[START The records]
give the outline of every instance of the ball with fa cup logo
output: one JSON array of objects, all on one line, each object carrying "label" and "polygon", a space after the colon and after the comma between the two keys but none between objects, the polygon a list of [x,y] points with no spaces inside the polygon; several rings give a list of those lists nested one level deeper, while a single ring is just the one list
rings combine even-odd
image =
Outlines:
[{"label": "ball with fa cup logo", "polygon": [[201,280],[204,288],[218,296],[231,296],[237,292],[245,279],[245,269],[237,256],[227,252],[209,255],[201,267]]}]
[END The records]
* [Exercise prompt]: Arrange the listing as a two-column CSV with the columns "request" and "outline", giving one row for each request. Put the request text and its answer each in a single quoted field, replacing line breaks with spaces.

* [Answer to this task]:
request,outline
"give the outline of every instance of the ball with fa cup logo output: one JSON array of objects, all on one line, each object carrying ""label"" and ""polygon"", a space after the colon and after the comma between the two keys but none between objects, the polygon a list of [x,y] points with no spaces inside the polygon; several rings give a list of those lists nested one level deeper, while a single ring is just the one list rings combine even-odd image = Outlines:","[{""label"": ""ball with fa cup logo"", ""polygon"": [[201,280],[204,288],[218,296],[231,296],[237,292],[245,279],[245,269],[237,256],[227,252],[209,255],[201,267]]}]"